▶ _WHAT TO WORK ON_:
Rewrite every line of the records below as a Markdown table with two columns, "Row" for a running row number and "Line" for the text of that line. Leave out the blank lines.

::: GIVEN DATA :::

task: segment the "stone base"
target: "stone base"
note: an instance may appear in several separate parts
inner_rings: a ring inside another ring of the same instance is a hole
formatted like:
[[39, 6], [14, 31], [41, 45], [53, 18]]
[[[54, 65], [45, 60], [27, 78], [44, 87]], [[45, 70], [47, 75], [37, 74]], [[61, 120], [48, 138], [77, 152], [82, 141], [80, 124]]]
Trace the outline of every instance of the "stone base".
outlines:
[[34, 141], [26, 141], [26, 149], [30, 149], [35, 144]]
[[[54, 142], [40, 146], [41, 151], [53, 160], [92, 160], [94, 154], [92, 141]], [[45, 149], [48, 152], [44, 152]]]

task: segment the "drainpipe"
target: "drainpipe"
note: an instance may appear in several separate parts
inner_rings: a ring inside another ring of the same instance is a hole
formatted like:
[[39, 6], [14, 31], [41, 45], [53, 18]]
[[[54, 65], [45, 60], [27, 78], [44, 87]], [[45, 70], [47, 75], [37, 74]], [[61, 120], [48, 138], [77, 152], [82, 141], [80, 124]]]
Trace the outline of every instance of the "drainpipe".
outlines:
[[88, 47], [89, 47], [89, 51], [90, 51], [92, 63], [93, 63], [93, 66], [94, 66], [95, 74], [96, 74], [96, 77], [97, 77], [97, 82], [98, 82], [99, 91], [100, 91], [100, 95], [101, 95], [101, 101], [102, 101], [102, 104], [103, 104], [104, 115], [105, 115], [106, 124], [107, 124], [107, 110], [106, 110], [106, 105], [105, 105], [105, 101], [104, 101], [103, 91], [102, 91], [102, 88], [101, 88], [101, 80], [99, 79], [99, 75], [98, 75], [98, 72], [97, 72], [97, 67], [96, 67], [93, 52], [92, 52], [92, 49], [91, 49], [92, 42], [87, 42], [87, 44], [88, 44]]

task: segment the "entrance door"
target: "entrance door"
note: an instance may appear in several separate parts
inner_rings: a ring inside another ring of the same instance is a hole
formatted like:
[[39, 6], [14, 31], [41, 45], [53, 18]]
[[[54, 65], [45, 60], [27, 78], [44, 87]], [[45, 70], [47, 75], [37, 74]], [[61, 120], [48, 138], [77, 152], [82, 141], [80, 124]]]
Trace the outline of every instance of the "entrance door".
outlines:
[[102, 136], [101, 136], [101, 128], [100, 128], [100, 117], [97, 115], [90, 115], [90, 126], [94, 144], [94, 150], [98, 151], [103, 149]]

:::

▶ _WORKED ANSWER_:
| Row | Line |
|---|---|
| 1 | task: segment the "stone base" |
| 2 | target: "stone base" |
| 3 | note: an instance may appear in several separate parts |
| 4 | inner_rings: a ring inside another ring of the same instance is a hole |
| 5 | formatted like: |
| 6 | [[39, 6], [14, 31], [41, 45], [53, 18]] |
| 7 | [[[54, 65], [45, 60], [27, 78], [44, 87]], [[45, 70], [47, 75], [37, 74]], [[61, 120], [48, 138], [77, 152], [82, 141], [80, 124]]] |
| 8 | Trace the outline of every instance of the "stone base". |
| 9 | outlines: |
| 10 | [[34, 141], [26, 141], [26, 149], [30, 149], [35, 144]] |
| 11 | [[[54, 142], [40, 146], [41, 151], [53, 160], [92, 160], [94, 154], [92, 141]], [[45, 149], [48, 152], [44, 152]]] |
| 12 | task: segment the "drainpipe" |
| 13 | target: "drainpipe" |
| 14 | note: an instance may appear in several separate parts |
| 15 | inner_rings: a ring inside another ring of the same instance is a hole |
| 16 | formatted like: |
| 17 | [[39, 6], [14, 31], [41, 45], [53, 18]] |
| 18 | [[[54, 65], [45, 60], [27, 78], [44, 87]], [[45, 70], [47, 75], [37, 74]], [[61, 120], [48, 138], [77, 152], [82, 141], [80, 124]]] |
| 19 | Trace the outline of every instance of the "drainpipe". |
| 20 | outlines: |
| 21 | [[88, 47], [89, 47], [89, 51], [90, 51], [92, 63], [93, 63], [93, 66], [94, 66], [95, 74], [96, 74], [96, 77], [97, 77], [97, 82], [98, 82], [99, 91], [100, 91], [100, 95], [101, 95], [101, 101], [102, 101], [102, 104], [103, 104], [104, 115], [105, 115], [106, 124], [107, 124], [107, 110], [106, 110], [106, 105], [105, 105], [105, 101], [104, 101], [103, 91], [102, 91], [102, 88], [101, 88], [101, 80], [99, 79], [99, 75], [98, 75], [98, 72], [97, 72], [97, 67], [96, 67], [93, 52], [92, 52], [92, 49], [91, 49], [92, 42], [87, 42], [87, 44], [88, 44]] |
| 22 | task: segment the "entrance door" |
| 23 | target: "entrance door" |
| 24 | note: an instance may appear in several separate parts |
| 25 | inner_rings: a ring inside another ring of the same instance is a hole |
| 26 | formatted like: |
| 27 | [[39, 6], [14, 31], [41, 45], [53, 18]] |
| 28 | [[[54, 65], [45, 60], [27, 78], [44, 87]], [[45, 70], [47, 75], [37, 74]], [[61, 120], [48, 138], [77, 152], [82, 141], [80, 124]]] |
| 29 | Trace the outline of every instance of the "entrance door". |
| 30 | outlines: |
| 31 | [[102, 136], [101, 136], [101, 128], [100, 128], [100, 117], [97, 115], [90, 115], [90, 126], [94, 144], [94, 150], [98, 151], [103, 149]] |